**Given task 1:** Summarize the passage about the skeptical friend in two sentences.
**Given task 2:** Carry on the passage about the skeptical friend from its final sentence.

**Extract to read:**

I’ve built a friendship with someone whose mind is as sharp as it is skeptical. He writes AI code for fun, leads global operations in financial services, and has a strategist’s instinct for seeing around corners. Our bond grew from a shared sense that something fundamental in the world isn’t working—and that we need to reassess the assumptions we’ve long taken for granted.

Recently, while discussing the ideas in my upcoming book, he stopped me mid-sentence and asked, with rare intensity:

“Wait. Are you saying the basic assumptions we’ve used to run the world no longer apply?”

My answer: “Yes. Isn’t it obvious?”

That moment crystallized years of conversation. We’ve watched as industries, governments, and institutions are reshaped—sometimes violently—by forces that feel both overwhelming and inevitable. These aren’t isolated disruptions. They’re converging into a single, relentless tidal wave.

**Extracted material:**
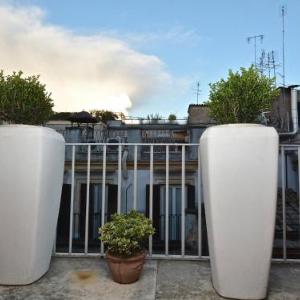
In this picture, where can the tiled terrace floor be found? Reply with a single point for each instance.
(88, 278)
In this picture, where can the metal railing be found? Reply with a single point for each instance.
(171, 171)
(178, 168)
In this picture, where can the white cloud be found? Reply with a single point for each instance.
(82, 72)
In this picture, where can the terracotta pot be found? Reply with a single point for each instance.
(126, 270)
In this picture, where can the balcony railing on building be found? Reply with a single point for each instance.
(117, 177)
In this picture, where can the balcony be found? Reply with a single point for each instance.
(167, 190)
(88, 278)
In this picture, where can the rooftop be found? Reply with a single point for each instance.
(88, 278)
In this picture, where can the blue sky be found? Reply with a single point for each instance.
(193, 40)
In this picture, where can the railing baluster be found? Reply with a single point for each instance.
(72, 201)
(167, 203)
(183, 201)
(283, 166)
(54, 244)
(151, 196)
(119, 178)
(87, 208)
(298, 152)
(103, 193)
(199, 201)
(135, 178)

**Task response 1:** The narrator has a friendship with a sharp, skeptical man who writes AI code for fun and leads global operations in financial services, and the two bonded over a sense that something fundamental in the world isn't working. When he asked whether the basic assumptions used to run the world no longer apply, the narrator said yes, describing industries, governments, and institutions being reshaped by forces converging into a single tidal wave.

**Task response 2:**
Four Forces, One Tidal Wave

Five years ago, I wrote Ten Years to Midnight to warn of four global trends:

• Climate change

• Demographic shifts

• A fractured world

• Technological disruption

Back then, they felt like separate earthquakes. Today, they’ve merged into a singular force—affecting every region, every sector, every person. The scaffolding we built over the last eighty years to support progress is buckling. Reinvention isn’t optional. It’s existential.

The Financial World’s Fault Lines

My friend works in financial services, so we explored how these trends are upending long-held beliefs in his field. Four assumptions stood out as no longer valid:

1. Uncorrelated Risk Is a Myth

Classic portfolio theory relies on diversification to manage risk. But today’s threats—climate, geopolitics, tech—are deeply intertwined. Risk is no longer isolated. It’s systemic. Therefore, truly uncorrelated risk will be increasingly difficult to find.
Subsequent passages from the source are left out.